* _WHAT TO DO_
The required output is the complete listing, copied word for word.

* _DATA_

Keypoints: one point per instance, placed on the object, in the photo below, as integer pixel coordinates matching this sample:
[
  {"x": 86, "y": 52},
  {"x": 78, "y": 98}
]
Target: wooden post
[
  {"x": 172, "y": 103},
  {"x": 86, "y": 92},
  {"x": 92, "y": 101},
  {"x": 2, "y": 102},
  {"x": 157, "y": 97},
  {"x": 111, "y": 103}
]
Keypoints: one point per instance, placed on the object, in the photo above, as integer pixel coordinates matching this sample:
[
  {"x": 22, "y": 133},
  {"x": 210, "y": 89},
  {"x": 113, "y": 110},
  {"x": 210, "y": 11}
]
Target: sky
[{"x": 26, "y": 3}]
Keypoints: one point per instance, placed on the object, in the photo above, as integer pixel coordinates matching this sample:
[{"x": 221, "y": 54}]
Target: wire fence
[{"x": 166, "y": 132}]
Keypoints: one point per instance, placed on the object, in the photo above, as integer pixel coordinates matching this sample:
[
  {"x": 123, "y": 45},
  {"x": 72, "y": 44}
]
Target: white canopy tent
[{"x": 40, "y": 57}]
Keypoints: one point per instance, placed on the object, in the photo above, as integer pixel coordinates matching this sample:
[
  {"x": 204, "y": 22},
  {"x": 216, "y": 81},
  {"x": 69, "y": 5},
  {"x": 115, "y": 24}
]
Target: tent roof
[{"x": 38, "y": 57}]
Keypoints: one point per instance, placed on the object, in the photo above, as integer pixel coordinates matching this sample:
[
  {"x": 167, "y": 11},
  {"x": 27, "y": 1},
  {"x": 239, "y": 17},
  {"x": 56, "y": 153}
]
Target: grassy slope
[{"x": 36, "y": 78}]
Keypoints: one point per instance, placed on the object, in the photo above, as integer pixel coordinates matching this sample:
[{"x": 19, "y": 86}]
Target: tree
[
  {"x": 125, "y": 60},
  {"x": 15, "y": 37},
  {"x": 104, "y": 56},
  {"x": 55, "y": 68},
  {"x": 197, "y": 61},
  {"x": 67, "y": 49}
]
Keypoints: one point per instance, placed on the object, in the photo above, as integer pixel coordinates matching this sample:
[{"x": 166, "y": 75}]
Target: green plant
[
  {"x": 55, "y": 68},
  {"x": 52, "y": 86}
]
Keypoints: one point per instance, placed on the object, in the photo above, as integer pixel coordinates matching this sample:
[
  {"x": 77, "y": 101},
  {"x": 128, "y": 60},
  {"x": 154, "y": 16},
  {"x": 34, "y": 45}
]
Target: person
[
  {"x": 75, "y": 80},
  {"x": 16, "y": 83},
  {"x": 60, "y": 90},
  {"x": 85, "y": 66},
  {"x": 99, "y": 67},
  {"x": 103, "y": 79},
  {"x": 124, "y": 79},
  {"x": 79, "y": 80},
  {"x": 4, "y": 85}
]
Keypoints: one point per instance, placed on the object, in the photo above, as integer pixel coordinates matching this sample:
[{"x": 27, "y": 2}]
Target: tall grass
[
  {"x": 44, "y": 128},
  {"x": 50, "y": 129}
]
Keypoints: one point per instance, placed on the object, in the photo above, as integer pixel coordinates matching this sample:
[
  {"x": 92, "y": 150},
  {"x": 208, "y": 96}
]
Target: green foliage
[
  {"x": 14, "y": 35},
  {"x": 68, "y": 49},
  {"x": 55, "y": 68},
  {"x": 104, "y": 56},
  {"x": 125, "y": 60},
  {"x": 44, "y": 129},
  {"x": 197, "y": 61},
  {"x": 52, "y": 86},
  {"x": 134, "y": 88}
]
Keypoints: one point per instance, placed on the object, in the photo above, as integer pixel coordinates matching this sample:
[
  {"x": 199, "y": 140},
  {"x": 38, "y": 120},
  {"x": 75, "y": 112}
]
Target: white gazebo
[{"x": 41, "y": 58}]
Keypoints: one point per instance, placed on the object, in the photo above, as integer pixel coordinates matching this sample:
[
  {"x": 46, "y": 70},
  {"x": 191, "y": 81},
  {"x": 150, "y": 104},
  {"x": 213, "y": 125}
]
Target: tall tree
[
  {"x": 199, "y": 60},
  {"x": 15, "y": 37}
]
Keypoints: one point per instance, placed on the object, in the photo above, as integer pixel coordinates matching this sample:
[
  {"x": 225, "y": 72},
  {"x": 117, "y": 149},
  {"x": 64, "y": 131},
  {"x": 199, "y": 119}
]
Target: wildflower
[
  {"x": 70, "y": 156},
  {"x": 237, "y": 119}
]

* _TASK RESULT_
Keypoints: one point per instance, placed on the object, in the photo below, as integer pixel coordinates matching this sample:
[
  {"x": 86, "y": 52},
  {"x": 78, "y": 98}
]
Target: wooden post
[
  {"x": 172, "y": 103},
  {"x": 86, "y": 92},
  {"x": 92, "y": 101},
  {"x": 2, "y": 102},
  {"x": 157, "y": 97},
  {"x": 111, "y": 103}
]
Keypoints: one point per instance, placed on the object, in the photo above, as integer pixel coordinates matching this sample:
[
  {"x": 22, "y": 133},
  {"x": 210, "y": 89},
  {"x": 113, "y": 110},
  {"x": 210, "y": 11}
]
Target: sky
[{"x": 26, "y": 3}]
Keypoints: one point per instance, placed on the object, in the photo above, as integer pixel coordinates matching this sample:
[{"x": 221, "y": 54}]
Target: wire fence
[{"x": 166, "y": 132}]
Keypoints: one point per instance, placed on the object, in the photo above, as integer pixel coordinates matching this sample:
[
  {"x": 123, "y": 45},
  {"x": 72, "y": 44}
]
Target: white canopy tent
[{"x": 40, "y": 57}]
Keypoints: one point per instance, placed on the object, in the photo above, as integer pixel coordinates matching this sample:
[
  {"x": 204, "y": 22},
  {"x": 216, "y": 81},
  {"x": 69, "y": 5},
  {"x": 115, "y": 24}
]
Target: tent roof
[{"x": 38, "y": 57}]
Keypoints: one point per instance, placed on the object, in the photo above, as integer pixel coordinates matching this sample:
[
  {"x": 167, "y": 11},
  {"x": 27, "y": 1},
  {"x": 239, "y": 17},
  {"x": 56, "y": 153}
]
Target: grassy slope
[{"x": 36, "y": 78}]
Keypoints: one point per instance, placed on the object, in the photo above, as integer pixel coordinates matching this sample:
[{"x": 19, "y": 86}]
Target: tree
[
  {"x": 125, "y": 60},
  {"x": 15, "y": 37},
  {"x": 104, "y": 56},
  {"x": 55, "y": 68},
  {"x": 197, "y": 61},
  {"x": 67, "y": 49}
]
Keypoints: one point per instance, placed on the object, in the photo above, as integer pixel coordinates matching this sample:
[{"x": 166, "y": 75}]
Target: green plant
[
  {"x": 55, "y": 68},
  {"x": 52, "y": 86}
]
Keypoints: one point per instance, placed on the object, in the photo above, as integer pixel coordinates matching this sample:
[
  {"x": 77, "y": 101},
  {"x": 128, "y": 60},
  {"x": 154, "y": 16},
  {"x": 34, "y": 45}
]
Target: person
[
  {"x": 75, "y": 80},
  {"x": 16, "y": 83},
  {"x": 60, "y": 90},
  {"x": 85, "y": 66},
  {"x": 99, "y": 67},
  {"x": 103, "y": 79},
  {"x": 124, "y": 79},
  {"x": 79, "y": 80},
  {"x": 4, "y": 85}
]
Keypoints: one point per instance, placed on the object, in the photo above, as integer pixel coordinates matching this sample:
[{"x": 27, "y": 2}]
Target: tall grass
[
  {"x": 44, "y": 128},
  {"x": 50, "y": 129}
]
Keypoints: one point per instance, placed on the object, in the photo above, as integer pixel coordinates matching this sample:
[
  {"x": 92, "y": 150},
  {"x": 208, "y": 96}
]
Target: green foliage
[
  {"x": 14, "y": 35},
  {"x": 68, "y": 49},
  {"x": 55, "y": 68},
  {"x": 104, "y": 56},
  {"x": 125, "y": 60},
  {"x": 44, "y": 129},
  {"x": 197, "y": 61},
  {"x": 52, "y": 86},
  {"x": 134, "y": 88}
]
Keypoints: one point per instance, placed on the object, in the photo above, as integer pixel coordinates matching this sample:
[
  {"x": 199, "y": 140},
  {"x": 38, "y": 120},
  {"x": 75, "y": 112}
]
Target: white gazebo
[{"x": 41, "y": 58}]
Keypoints: one point per instance, placed on the object, in the photo above, as integer pixel coordinates matching this sample:
[
  {"x": 46, "y": 70},
  {"x": 191, "y": 81},
  {"x": 150, "y": 104},
  {"x": 213, "y": 125}
]
Target: tall tree
[
  {"x": 199, "y": 60},
  {"x": 15, "y": 37}
]
Keypoints: one point per instance, placed on the object, in the photo above, as integer pixel coordinates matching this sample:
[
  {"x": 225, "y": 72},
  {"x": 117, "y": 149},
  {"x": 64, "y": 131},
  {"x": 199, "y": 119}
]
Target: wildflower
[
  {"x": 70, "y": 156},
  {"x": 237, "y": 119}
]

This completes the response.